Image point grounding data
----
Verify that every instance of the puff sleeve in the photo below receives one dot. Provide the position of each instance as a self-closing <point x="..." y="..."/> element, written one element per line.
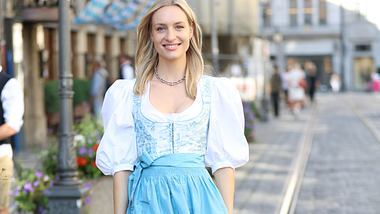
<point x="117" y="150"/>
<point x="226" y="143"/>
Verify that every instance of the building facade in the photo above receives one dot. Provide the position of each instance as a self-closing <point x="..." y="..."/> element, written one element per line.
<point x="337" y="36"/>
<point x="32" y="29"/>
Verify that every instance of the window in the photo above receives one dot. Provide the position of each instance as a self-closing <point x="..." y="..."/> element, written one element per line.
<point x="308" y="12"/>
<point x="293" y="12"/>
<point x="322" y="12"/>
<point x="363" y="47"/>
<point x="267" y="13"/>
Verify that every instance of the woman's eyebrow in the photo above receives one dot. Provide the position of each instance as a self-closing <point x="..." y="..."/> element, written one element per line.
----
THE TASK: Print all the entries exactly as they appear, without the pictures.

OUTPUT FOR THIS TASK:
Verify that every instance of the puff sleeve in the photo below receives one dot. Provide the position of each instance as a self-closing <point x="..." y="..."/> element, written one element per line.
<point x="117" y="150"/>
<point x="226" y="143"/>
Verify that every instance of the building facade in the photo above receives one dot. Provide the position of each instance as a self-closing <point x="..." y="..."/> element, written one element per line.
<point x="337" y="36"/>
<point x="32" y="29"/>
Verify that every instance of the window in the photo above receives one dot. Provide the position of each instance as a self-closing <point x="..." y="..."/> element, written one element per line.
<point x="308" y="12"/>
<point x="293" y="12"/>
<point x="322" y="12"/>
<point x="363" y="47"/>
<point x="267" y="13"/>
Verify that every instance of the woman's eyebrow in the photo above receives one dot. Provide the position of each instance as a self-closing <point x="..." y="..."/> element, written one element per line.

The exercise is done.